ESTRATTO DELLA PAGINA:
# # # #

La favola dell’opera di Viktor Ullmann e Peter Kein

Locandina Der Kaiser Von Atlantis

Mi chiamo Der Kaiser Von Atlantis, sono un’opera lirica e sono nata a Terezìn nel 1943. I miei genitori erano il musicista Viktor Ullmann e il librettista Peter Kien. La mia storia è triste ma è anche una storia di resistenza artistica.

Purtroppo non sono mai stata rappresentata all’interno del ghetto. Volete sapere perché? Censura! Le SS avevano capito che il mio personaggio principale era la satira di un sovrano totalitarista, mentre tutti gli altri lo negavano per non rischiare la vita. Era la pura verità: io rappresentavo l’arma contro la privazione della libertà, contro la violazione di tutti i diritti umani.

Io ero il grido di rabbia e di gioia. Sono sopravvissuta per ricordare gli artisti di Terezin e per dimostrare che l’arte può andare oltre la morte e far rivivere i suoi autori per sempre.

# # # #

CONSEGNA:
Per favore, riscrivi la parte dell'estratto che comincia dalle parole "Io ero il grido" e si ferma dopo "autori per sempre.", sostituendo "rabbia" con "dolore".

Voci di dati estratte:
# # # #

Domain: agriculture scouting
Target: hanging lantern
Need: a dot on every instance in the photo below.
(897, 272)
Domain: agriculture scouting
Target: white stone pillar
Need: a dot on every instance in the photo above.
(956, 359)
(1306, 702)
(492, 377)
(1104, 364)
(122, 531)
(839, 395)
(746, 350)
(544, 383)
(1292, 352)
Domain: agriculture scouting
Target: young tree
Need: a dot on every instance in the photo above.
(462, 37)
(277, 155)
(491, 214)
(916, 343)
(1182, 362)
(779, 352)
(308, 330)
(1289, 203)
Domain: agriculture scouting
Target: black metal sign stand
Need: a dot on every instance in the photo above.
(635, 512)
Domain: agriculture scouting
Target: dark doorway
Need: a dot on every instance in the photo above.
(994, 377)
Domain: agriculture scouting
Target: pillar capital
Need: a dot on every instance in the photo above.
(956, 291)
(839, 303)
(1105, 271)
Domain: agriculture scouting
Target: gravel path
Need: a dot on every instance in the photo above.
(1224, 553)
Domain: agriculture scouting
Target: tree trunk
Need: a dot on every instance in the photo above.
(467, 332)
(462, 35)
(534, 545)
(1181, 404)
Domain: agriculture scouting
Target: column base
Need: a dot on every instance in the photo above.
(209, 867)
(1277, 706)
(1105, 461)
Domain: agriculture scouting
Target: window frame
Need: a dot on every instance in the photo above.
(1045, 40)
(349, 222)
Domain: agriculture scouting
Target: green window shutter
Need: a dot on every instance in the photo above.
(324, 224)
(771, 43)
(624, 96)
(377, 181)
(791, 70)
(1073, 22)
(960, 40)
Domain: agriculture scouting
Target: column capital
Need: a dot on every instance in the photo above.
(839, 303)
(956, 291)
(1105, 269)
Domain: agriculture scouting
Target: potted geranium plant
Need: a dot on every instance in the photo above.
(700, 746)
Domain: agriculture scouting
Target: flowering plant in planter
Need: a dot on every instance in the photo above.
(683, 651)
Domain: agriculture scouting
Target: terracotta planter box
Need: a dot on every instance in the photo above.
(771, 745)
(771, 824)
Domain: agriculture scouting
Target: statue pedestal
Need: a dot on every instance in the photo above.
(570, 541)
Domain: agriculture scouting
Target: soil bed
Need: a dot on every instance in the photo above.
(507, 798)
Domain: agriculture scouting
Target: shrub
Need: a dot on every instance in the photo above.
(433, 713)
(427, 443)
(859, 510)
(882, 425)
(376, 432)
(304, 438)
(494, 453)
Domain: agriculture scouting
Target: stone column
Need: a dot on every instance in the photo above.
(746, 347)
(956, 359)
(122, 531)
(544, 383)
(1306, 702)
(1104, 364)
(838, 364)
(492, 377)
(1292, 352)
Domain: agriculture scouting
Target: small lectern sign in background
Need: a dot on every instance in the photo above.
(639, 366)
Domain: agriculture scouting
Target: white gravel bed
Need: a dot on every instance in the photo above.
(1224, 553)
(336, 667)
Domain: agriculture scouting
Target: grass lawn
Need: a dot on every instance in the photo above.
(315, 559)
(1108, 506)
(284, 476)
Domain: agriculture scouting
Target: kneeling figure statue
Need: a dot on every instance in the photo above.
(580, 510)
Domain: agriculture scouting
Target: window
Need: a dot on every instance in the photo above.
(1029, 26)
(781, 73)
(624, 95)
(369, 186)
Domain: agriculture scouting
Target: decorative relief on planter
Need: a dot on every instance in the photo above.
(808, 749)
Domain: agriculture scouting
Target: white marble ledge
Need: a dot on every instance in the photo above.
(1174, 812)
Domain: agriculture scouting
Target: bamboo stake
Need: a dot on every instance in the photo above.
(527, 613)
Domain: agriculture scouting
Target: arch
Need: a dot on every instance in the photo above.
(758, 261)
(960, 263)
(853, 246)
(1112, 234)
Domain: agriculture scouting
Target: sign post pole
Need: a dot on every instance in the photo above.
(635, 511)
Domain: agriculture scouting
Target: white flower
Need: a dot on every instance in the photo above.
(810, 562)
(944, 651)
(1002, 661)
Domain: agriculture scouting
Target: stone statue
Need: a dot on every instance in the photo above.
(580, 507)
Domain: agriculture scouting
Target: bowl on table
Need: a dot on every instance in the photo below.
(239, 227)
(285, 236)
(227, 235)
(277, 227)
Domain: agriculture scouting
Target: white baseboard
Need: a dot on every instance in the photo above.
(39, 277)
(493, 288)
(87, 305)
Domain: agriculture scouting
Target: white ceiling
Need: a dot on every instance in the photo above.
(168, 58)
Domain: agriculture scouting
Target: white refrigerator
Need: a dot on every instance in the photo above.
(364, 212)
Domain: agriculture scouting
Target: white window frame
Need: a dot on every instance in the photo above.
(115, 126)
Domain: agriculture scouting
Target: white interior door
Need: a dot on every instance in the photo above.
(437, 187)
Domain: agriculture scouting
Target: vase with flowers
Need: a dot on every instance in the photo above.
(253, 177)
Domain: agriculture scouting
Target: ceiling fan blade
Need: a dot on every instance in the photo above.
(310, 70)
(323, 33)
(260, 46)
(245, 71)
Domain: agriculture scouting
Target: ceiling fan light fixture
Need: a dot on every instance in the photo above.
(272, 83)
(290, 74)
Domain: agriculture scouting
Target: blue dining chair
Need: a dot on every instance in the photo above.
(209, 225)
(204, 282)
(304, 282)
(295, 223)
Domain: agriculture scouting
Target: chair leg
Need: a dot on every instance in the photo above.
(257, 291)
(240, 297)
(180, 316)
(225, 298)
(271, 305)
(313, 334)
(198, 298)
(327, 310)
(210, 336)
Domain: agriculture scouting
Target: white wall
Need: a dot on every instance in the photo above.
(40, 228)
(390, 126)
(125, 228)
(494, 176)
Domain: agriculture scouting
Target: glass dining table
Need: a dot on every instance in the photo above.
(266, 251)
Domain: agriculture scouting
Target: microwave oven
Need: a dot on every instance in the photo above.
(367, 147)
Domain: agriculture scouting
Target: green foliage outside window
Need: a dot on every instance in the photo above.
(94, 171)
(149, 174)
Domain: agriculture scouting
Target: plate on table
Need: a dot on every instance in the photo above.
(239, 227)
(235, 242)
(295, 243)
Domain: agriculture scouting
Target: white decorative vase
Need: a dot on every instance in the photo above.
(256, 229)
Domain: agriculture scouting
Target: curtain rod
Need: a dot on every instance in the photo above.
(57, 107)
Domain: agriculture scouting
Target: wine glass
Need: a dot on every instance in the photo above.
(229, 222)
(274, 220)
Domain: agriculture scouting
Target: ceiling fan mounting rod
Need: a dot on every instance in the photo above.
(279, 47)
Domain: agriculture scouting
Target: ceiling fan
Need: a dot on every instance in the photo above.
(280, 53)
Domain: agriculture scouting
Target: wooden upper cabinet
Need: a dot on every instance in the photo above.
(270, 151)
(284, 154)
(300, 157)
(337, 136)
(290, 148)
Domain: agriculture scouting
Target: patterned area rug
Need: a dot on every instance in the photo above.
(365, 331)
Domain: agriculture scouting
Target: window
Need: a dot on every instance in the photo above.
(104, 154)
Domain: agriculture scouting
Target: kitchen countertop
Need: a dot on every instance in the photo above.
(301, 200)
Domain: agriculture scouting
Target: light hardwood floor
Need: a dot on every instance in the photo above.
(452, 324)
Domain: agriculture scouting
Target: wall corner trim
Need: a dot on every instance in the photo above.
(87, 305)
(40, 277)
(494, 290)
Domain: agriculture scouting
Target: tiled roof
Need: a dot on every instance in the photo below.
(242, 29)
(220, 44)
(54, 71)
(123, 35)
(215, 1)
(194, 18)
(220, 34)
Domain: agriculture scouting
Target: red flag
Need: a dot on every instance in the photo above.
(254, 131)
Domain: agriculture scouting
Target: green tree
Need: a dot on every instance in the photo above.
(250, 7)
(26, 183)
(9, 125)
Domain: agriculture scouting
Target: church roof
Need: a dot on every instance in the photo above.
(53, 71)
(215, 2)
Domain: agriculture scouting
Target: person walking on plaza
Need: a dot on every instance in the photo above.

# # # #

SOLUZIONE:
Io ero il grido di dolore e di gioia. Sono sopravvissuta per ricordare gli artisti di Terezin e per dimostrare che l’arte può andare oltre la morte e far rivivere i suoi autori per sempre.